> _Work required_
Only the run of lines from the one containing "Objective: provide one point per instance of the skin." through the last line should be returned, exactly as written.

> _Data for processing_

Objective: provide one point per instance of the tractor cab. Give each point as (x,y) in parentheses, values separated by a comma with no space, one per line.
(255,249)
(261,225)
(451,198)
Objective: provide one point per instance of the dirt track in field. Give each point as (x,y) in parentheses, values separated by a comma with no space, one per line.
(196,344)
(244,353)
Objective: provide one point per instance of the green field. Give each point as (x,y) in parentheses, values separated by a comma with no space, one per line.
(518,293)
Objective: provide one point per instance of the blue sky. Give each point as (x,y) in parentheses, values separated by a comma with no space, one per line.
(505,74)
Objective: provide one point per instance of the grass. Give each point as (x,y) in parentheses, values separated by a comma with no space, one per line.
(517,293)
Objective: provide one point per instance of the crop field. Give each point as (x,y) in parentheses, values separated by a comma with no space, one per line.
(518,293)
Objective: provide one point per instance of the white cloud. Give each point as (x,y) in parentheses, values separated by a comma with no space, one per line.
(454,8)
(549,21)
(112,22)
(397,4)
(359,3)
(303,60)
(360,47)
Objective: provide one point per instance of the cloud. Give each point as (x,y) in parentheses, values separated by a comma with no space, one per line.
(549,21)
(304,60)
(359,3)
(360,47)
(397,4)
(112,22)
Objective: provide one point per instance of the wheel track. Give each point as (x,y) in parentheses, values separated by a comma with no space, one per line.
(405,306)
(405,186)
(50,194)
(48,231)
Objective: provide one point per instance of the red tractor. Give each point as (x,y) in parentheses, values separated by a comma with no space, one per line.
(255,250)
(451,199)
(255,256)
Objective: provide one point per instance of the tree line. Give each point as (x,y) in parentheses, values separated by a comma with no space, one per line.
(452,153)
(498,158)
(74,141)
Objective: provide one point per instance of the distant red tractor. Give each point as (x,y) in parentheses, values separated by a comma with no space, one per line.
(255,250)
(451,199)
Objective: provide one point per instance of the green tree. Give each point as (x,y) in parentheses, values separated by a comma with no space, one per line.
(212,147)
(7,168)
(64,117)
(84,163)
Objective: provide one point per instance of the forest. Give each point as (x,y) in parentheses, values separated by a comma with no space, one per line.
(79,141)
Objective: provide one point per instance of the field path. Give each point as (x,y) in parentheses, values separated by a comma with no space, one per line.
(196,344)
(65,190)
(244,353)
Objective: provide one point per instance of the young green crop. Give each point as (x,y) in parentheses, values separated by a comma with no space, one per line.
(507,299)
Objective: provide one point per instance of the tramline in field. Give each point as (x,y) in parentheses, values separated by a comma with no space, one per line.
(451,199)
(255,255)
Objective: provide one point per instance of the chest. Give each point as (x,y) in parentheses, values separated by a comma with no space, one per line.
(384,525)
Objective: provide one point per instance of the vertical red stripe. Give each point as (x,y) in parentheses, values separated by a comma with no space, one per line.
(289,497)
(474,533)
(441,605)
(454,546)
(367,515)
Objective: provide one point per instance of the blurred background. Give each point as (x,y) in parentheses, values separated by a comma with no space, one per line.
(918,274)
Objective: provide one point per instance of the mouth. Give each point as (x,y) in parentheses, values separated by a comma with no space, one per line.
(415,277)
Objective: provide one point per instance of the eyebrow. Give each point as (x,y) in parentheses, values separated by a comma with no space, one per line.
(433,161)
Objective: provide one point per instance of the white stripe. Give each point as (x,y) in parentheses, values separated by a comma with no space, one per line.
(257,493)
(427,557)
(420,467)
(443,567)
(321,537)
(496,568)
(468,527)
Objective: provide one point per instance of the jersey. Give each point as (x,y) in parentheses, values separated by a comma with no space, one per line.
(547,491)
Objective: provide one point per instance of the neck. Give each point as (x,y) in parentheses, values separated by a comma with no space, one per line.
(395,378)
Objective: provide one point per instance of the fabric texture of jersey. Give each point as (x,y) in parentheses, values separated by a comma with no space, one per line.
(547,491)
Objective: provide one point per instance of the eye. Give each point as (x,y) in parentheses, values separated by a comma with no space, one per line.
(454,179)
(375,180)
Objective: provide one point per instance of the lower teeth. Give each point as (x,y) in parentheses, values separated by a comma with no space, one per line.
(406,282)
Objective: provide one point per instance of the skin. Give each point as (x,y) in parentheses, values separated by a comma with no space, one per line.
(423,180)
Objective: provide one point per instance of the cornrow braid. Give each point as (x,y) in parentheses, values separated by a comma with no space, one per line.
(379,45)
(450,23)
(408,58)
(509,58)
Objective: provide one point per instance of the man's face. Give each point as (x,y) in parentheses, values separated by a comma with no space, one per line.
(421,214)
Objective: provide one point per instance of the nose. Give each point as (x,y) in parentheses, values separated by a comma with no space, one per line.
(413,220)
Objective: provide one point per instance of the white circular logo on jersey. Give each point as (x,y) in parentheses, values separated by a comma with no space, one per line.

> _Result of this exercise_
Objective: provide one point per instance of the skin. Give each point as (x,y) in parentheses, values separated by a comma with no space, one per line.
(423,180)
Objective: provide one point per instance of the cornrow braid. Give each point as (x,y) in parentheses, values separated by a comma with no space, one per line.
(379,45)
(450,23)
(408,58)
(509,58)
Objective: provide one point per instance of the man's face. Give each point as (x,y) in parentheses, values separated by a comma with no space, one per line.
(421,214)
Objective: provide one point per instance of the nose. Give each point as (x,y) in parentheses, values separated by a comma with no space, one per line.
(413,220)
Objective: provide one point per instance of the white circular logo on jersey. Give each point as (x,y) in parentheses, values separated by a comma with no space, one per line.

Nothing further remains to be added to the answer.